## Exercise objective:
Copy out each line of the data that contains the word "white".

## Record extracts:

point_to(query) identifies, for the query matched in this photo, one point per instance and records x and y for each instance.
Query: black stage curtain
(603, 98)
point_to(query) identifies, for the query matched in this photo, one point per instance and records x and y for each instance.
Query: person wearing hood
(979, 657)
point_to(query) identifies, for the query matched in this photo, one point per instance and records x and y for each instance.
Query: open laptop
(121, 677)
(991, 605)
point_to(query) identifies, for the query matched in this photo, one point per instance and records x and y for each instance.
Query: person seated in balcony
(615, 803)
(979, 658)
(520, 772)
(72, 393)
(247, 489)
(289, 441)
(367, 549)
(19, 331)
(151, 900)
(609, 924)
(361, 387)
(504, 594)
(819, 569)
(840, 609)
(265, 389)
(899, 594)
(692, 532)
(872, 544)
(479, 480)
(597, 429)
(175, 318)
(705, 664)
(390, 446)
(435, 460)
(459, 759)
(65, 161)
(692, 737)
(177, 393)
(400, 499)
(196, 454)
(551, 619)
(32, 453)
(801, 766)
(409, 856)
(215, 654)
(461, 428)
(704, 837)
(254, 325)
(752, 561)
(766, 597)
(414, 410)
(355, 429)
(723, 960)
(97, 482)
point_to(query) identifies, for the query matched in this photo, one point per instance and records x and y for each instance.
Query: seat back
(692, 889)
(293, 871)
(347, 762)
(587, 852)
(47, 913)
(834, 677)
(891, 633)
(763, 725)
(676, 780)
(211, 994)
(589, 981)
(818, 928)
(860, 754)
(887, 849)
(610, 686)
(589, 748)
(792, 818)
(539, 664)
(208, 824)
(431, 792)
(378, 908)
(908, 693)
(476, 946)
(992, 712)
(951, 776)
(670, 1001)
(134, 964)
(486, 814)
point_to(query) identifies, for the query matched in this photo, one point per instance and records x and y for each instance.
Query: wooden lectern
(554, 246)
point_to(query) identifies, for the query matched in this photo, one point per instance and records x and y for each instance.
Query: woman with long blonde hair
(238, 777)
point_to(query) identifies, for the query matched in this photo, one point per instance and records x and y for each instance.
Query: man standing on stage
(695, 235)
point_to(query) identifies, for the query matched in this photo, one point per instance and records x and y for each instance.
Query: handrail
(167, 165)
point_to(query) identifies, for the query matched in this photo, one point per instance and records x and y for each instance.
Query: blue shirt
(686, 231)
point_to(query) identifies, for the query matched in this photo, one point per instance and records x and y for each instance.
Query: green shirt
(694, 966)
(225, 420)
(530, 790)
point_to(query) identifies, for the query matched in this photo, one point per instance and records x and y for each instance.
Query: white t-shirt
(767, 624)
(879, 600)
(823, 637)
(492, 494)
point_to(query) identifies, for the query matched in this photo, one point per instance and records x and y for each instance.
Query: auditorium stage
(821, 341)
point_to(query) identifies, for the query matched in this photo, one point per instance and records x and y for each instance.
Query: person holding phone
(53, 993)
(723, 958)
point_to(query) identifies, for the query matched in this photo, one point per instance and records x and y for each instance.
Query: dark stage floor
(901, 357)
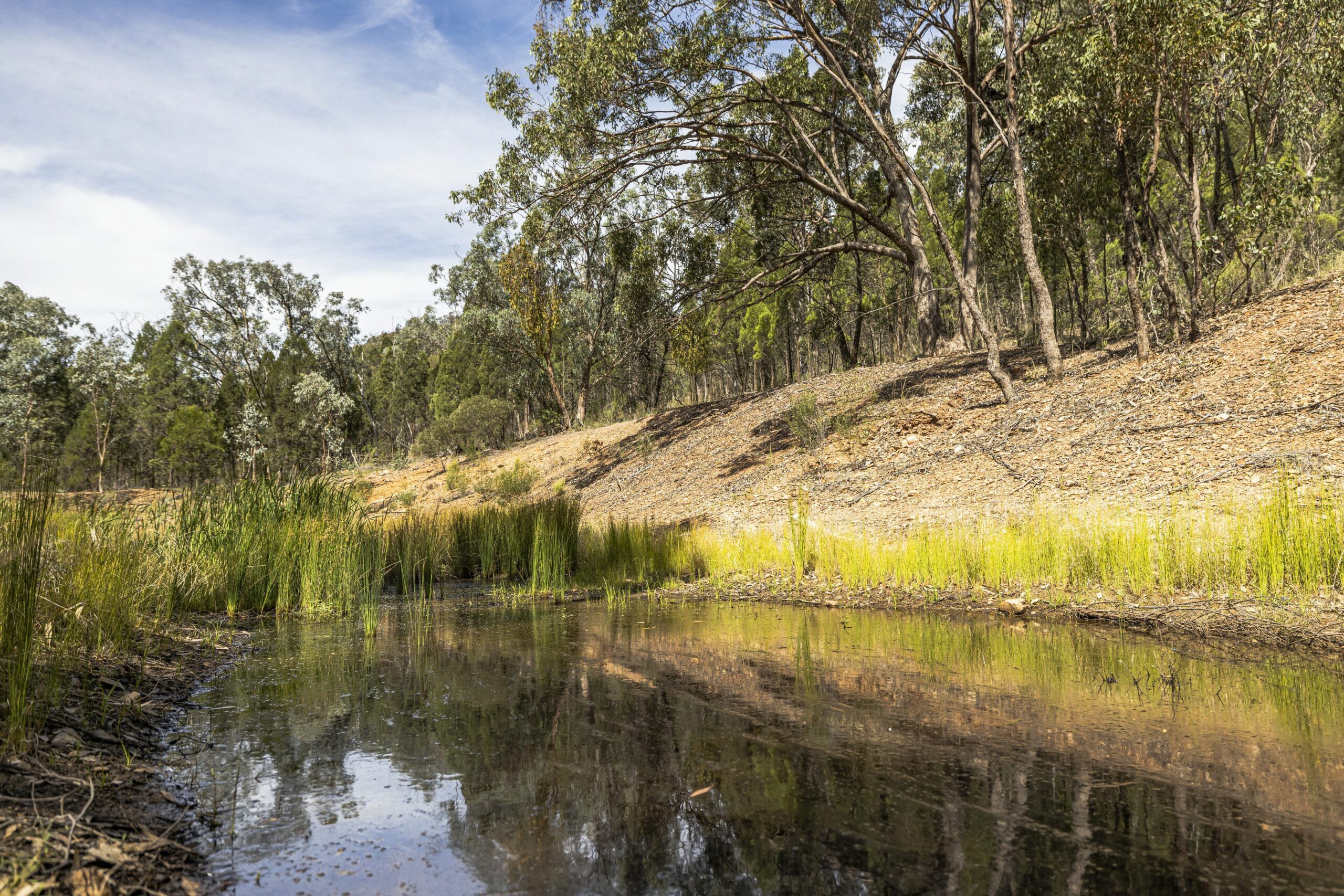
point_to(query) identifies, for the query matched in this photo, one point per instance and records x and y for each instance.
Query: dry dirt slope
(929, 440)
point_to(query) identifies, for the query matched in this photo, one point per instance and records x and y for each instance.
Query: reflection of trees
(580, 736)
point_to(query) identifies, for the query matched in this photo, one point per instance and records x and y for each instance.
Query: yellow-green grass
(78, 582)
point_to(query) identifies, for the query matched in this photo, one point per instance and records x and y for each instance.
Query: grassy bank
(82, 583)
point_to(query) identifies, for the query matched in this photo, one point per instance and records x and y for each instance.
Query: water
(743, 749)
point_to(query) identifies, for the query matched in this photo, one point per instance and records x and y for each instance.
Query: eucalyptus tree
(107, 381)
(35, 347)
(625, 96)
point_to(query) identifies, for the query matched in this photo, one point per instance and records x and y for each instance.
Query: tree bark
(975, 179)
(1195, 213)
(1045, 307)
(1129, 244)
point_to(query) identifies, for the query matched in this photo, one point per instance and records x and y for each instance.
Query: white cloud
(100, 256)
(20, 160)
(131, 145)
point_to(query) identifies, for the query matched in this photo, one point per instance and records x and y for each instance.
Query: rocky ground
(930, 440)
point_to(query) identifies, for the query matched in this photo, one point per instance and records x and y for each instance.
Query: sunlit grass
(1289, 543)
(87, 581)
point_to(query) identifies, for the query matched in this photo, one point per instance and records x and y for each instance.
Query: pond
(654, 747)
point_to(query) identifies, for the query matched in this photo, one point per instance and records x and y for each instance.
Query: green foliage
(193, 449)
(508, 484)
(23, 525)
(807, 422)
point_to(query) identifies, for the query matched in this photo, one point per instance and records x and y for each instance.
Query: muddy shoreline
(88, 809)
(1312, 628)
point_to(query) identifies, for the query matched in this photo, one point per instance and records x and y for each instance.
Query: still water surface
(749, 749)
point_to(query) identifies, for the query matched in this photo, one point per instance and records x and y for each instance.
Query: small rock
(108, 853)
(66, 738)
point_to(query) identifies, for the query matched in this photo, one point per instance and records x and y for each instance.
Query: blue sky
(327, 135)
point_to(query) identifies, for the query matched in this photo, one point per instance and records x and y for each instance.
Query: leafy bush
(807, 422)
(478, 424)
(510, 484)
(455, 477)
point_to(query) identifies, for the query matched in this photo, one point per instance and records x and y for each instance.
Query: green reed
(23, 525)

## Exercise result:
Query: white t-shirt
Query: white cloud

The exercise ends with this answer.